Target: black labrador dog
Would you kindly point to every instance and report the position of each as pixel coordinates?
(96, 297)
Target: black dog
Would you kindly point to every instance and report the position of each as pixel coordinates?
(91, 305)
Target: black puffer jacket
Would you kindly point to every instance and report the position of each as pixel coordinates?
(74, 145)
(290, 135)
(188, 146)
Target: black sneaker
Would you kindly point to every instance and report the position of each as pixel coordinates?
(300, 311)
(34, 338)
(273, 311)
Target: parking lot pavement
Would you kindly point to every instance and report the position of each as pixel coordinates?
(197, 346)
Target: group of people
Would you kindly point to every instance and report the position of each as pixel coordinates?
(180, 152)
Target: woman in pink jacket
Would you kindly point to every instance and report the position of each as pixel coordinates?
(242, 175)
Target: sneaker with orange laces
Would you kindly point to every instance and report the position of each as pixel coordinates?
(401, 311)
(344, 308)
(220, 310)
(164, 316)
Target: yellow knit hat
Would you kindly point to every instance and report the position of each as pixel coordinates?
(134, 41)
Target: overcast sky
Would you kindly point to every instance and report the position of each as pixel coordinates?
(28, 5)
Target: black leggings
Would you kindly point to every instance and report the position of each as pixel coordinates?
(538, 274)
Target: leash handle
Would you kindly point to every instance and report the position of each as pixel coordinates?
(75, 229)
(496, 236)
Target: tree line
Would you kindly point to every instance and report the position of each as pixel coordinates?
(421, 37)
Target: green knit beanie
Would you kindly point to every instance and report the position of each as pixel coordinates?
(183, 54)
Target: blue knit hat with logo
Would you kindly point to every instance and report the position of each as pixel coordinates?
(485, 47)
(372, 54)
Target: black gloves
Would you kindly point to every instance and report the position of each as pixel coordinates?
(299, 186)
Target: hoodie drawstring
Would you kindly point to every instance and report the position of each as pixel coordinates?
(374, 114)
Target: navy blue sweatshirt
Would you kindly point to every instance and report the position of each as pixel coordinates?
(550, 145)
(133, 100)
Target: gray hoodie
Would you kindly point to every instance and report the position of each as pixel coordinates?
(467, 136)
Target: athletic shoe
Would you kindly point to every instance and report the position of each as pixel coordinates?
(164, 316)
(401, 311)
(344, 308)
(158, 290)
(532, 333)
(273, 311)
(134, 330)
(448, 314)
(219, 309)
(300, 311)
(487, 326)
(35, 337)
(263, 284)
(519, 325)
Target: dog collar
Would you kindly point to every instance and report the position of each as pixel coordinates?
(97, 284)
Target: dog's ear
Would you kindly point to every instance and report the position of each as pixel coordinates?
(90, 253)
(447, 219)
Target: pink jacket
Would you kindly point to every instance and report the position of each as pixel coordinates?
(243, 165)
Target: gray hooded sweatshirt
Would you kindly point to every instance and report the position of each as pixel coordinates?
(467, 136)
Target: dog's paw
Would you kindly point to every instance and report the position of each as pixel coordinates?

* [Aim of the exercise]
Render every line above as a JSON list of strings, one string per line, leaving out any blank lines.

* [Exercise solution]
[
  "Target: black labrador dog",
  "Would you kindly point to every instance and report the position of each as pixel coordinates?",
  "(96, 297)",
  "Target: black dog",
  "Would you kindly point to every instance and report the position of each as pixel coordinates?",
  "(91, 305)",
  "Target: black puffer jacket",
  "Would you kindly point to every instance and report the position of each as pixel coordinates?",
  "(74, 145)",
  "(290, 135)",
  "(188, 146)",
  "Target: black sneaker",
  "Would you kindly point to every instance and report the position of each as pixel coordinates?",
  "(300, 311)",
  "(34, 338)",
  "(273, 311)",
  "Target: parking lot pavement",
  "Would you kindly point to every instance and report the position of each as pixel coordinates?",
  "(197, 346)",
  "Target: group of people",
  "Would you kindly point to every instance and report the position of each as pixel coordinates?",
  "(180, 152)",
  "Target: woman in pink jacket",
  "Would you kindly point to every instance and report the position of each as pixel coordinates?",
  "(242, 175)",
  "Target: sneaker with orange laces",
  "Would you kindly point to every instance and report the position of each as pixel coordinates?",
  "(401, 311)",
  "(344, 308)",
  "(220, 310)",
  "(164, 316)",
  "Target: yellow knit hat",
  "Would you kindly point to every instance and report the position of each as pixel coordinates?",
  "(134, 41)",
  "Target: overcast sky",
  "Would you kindly point to every instance and report the position of each as pixel coordinates?",
  "(28, 5)",
  "Target: black leggings",
  "Would you kindly point to every instance and report the position of each as pixel coordinates?",
  "(538, 274)",
  "Target: leash handle",
  "Would you kindly point to every instance and report the position of each as pixel coordinates?",
  "(75, 229)",
  "(496, 236)",
  "Target: tree line",
  "Would you kindly point to every instance and report the position of each as pixel coordinates?",
  "(421, 37)",
  "Target: green knit beanie",
  "Would you kindly point to every instance and report the position of each as pixel coordinates?",
  "(183, 54)",
  "Target: blue knit hat with logo",
  "Would you kindly point to every instance and report the position of each as pixel coordinates?",
  "(485, 47)",
  "(372, 54)",
  "Target: black gloves",
  "Would you kindly point to every instance and report the position of each as pixel coordinates?",
  "(299, 186)",
  "Target: hoodie drawstring",
  "Would you kindly point to every instance and report the position of each as pixel coordinates?",
  "(374, 114)",
  "Target: navy blue sweatshirt",
  "Would you kindly point to every instance and report the position of each as pixel coordinates?",
  "(550, 145)",
  "(133, 100)",
  "Target: gray hoodie",
  "Would you kindly point to every instance and report the position of each as pixel coordinates?",
  "(467, 136)",
  "Target: athletic shoe",
  "Would you kindly point to every instance and report the position of each as pixel coordinates?",
  "(164, 316)",
  "(401, 311)",
  "(344, 308)",
  "(158, 290)",
  "(532, 333)",
  "(273, 311)",
  "(134, 330)",
  "(448, 314)",
  "(219, 309)",
  "(300, 311)",
  "(487, 326)",
  "(35, 337)",
  "(263, 284)",
  "(519, 325)",
  "Target: dog collar",
  "Would you kindly point to every instance and report the position of each as pixel coordinates?",
  "(97, 284)",
  "Target: dog's ear",
  "Would you kindly point to every instance and report the position of each as pixel coordinates?",
  "(90, 253)",
  "(447, 219)",
  "Target: pink jacket",
  "Would you kindly point to every instance and report the position of each as pixel coordinates?",
  "(243, 165)",
  "Target: gray hooded sweatshirt",
  "Would you kindly point to every instance and report the position of each as pixel coordinates?",
  "(467, 136)",
  "Target: dog's paw",
  "Would you kindly point to every instance and report the position of each as pixel coordinates?"
]